## Text passage
[START]
From a sociological point of view, the Monarchs have done more than any other single agent in Kansas City to break down the damnable outrage of color prejudice that exists in the city…[When]…both races sit side by side and root for their particular favorite and think nothing of it, then after a while the same relation may be carried to the workshop, and the ball grounds may be the means of causing someone to be employed where he would not otherwise have been considered, just because “he sat next to me out at the ball park Sunday—he’s a pretty good fellow.”

—Kansas City Call (African American newspaper), October 27, 1922

As a touring exhibit demonstrated nearly a century later, baseball was America in the 1920s. The national pastime mirrored the diversity of the nation and any town with more than a few hundred residents sponsored a team that was the pride of the community. On any given Sunday afternoon, nearly as many Americans could be found at the local ballpark as had attended church in the morning. The teams mirrored the diversity of the congregants. German immigrants in North Dakota and Jewish immigrants in New York City commemorated each Fourth of July by playing the American game, a celebration of their new nation and a proud display of their ethnic unity as they challenged teams from other immigrant groups.

Women’s teams had been competing since Vassar College’s first team took the field in 1866, most famously as part of the touring “Bloomer Girls” teams of the turn of the century. Native American teams toured as well, blurring the lines of sport, showmanship, and accommodation to the expected stereotypes of the white audiences. Japanese American teams like the Fresno Athletics defeated the best college and semipro teams on the West Coast. When not playing for the Yankees, Babe Ruth toured the nation throughout the 1920s as his team of all-stars took on all of these diverse local players. “Organized baseball” consisting of the Major League and its Minor League affiliates had drawn the color line since the late nineteenth century, but barnstorming teams such as Ruth’s were more concerned about revenue than the regulations of their commissioner. As a result, Ruth welcomed the competition of African American baseball greats such as Josh GibsonSometimes referred to as the “black Babe Ruth,” Gibson compiled the most impressive career statistics in the history of the sport, leading some scholars of the Negro Leagues to argue that Ruth should be called the “white Josh Gibson.” Gibson played among many of the greatest ballplayers of all races in the United States, the Caribbean, and Latin America, but owing to race he was excluded from the Major Leagues., who many believe was the greatest slugger of the era. Ruth also played alongside Japanese American stars such as Kenichi Zenimura, the founder of the Fresno Athletics.

Figure 6.12

Asian Americans on the West Coast formed competitive baseball teams. This 1913 poster advertises a touring team composed of Asian Americans who lived in Hawaii and played against college teams throughout the American West.

In addition, thousands of white and black players from the Major Leagues and Negro Leagues played in Cuba, the Dominican Republic, Mexico, and various Caribbean and Latin American countries each summer. These tours resulted in the discovery of hundreds of great Latino ballplayers, many of whom traveled and played in the United States on international touring teams or as players on Negro League teams. These ballplayers were role models, ambassadors, leading men in their community, and some of the first and most visible activists against segregation as they traveled through the nation.
[END]
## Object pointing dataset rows
[START]
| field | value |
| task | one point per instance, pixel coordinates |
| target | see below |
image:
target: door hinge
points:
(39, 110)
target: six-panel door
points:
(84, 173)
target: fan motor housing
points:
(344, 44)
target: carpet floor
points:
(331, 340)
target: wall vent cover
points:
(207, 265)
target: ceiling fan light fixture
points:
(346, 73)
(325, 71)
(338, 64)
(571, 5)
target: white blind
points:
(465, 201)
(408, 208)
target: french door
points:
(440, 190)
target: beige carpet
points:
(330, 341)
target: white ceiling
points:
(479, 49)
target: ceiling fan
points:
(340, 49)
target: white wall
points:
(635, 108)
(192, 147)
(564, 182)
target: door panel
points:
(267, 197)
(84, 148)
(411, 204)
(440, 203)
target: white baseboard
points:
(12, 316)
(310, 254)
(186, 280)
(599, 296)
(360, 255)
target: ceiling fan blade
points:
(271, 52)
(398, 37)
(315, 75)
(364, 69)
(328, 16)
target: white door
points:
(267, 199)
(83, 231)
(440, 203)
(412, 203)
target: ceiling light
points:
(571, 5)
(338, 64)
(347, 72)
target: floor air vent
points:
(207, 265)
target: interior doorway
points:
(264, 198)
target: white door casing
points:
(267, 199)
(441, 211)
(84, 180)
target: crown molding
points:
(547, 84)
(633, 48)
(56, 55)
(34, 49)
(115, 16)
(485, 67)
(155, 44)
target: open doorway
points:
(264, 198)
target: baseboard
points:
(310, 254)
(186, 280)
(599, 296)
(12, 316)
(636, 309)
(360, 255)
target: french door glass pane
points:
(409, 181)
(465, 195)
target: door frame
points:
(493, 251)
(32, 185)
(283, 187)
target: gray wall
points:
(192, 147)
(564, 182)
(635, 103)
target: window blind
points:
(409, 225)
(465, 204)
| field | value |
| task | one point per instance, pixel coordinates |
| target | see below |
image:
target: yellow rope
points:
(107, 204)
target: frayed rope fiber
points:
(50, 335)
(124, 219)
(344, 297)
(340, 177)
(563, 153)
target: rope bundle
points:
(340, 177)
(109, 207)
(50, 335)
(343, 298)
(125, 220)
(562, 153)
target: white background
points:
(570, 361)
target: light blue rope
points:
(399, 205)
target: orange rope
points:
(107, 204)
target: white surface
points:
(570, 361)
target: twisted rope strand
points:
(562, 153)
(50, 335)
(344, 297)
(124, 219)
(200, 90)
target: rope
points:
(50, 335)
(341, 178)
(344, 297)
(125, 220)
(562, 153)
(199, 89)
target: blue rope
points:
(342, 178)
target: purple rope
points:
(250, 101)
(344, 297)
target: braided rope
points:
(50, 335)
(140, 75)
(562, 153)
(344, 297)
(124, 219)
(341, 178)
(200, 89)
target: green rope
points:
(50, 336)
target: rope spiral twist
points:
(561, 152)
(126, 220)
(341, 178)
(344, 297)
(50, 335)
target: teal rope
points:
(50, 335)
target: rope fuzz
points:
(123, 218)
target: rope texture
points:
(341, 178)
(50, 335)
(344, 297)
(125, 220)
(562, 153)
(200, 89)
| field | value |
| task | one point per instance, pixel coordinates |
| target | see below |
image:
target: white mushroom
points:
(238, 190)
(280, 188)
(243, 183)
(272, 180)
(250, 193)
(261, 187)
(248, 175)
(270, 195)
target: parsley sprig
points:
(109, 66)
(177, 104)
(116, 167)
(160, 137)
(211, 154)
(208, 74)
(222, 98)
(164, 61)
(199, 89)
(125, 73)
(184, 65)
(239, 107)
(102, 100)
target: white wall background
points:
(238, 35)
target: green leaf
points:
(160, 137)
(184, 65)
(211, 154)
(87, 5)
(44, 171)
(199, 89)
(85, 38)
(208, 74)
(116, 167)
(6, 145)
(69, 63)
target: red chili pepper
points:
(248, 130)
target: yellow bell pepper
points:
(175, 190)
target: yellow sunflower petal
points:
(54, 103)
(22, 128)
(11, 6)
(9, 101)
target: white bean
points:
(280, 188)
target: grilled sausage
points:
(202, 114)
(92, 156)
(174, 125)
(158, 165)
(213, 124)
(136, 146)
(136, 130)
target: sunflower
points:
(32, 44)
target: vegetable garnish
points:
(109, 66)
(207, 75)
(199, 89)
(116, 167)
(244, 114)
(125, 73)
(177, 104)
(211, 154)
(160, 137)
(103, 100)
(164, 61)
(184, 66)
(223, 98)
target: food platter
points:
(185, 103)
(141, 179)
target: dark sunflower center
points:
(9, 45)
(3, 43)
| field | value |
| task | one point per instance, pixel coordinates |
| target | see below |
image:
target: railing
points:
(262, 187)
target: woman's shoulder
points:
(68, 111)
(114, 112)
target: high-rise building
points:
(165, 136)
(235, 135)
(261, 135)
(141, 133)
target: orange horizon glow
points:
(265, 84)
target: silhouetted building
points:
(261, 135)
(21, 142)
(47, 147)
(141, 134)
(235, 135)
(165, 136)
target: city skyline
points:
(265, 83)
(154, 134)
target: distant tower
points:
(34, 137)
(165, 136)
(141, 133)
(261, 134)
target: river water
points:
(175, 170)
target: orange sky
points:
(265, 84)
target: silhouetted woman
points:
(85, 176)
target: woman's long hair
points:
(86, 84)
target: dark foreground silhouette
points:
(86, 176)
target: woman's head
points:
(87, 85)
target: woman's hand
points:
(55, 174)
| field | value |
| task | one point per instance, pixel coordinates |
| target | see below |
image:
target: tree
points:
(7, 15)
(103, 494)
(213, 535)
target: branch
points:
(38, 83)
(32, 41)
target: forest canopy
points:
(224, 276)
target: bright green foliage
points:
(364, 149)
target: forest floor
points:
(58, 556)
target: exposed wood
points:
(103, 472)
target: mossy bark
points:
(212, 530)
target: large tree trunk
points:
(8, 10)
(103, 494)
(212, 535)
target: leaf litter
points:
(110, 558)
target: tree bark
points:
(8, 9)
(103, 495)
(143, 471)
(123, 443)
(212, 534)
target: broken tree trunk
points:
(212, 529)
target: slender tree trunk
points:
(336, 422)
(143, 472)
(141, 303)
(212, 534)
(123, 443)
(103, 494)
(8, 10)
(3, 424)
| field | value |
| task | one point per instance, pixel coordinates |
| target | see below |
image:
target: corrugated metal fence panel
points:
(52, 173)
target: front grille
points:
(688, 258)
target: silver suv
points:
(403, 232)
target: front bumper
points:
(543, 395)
[END]
Say whether each statement agrees with the text on baseball in the 1920s, answering yes or no and quoting the deciding words of the text. 1. Vassar College's first women's team took the field in 1866. 2. Babe Ruth founded the Fresno Athletics. 3. The 1913 poster advertises a team of Asian Americans who lived in California.

## Response for this exercise
1. Yes: "Women’s teams had been competing since Vassar College’s first team took the field in 1866"
2. No: "Kenichi Zenimura, the founder of the Fresno Athletics"
3. No: "a touring team composed of Asian Americans who lived in Hawaii"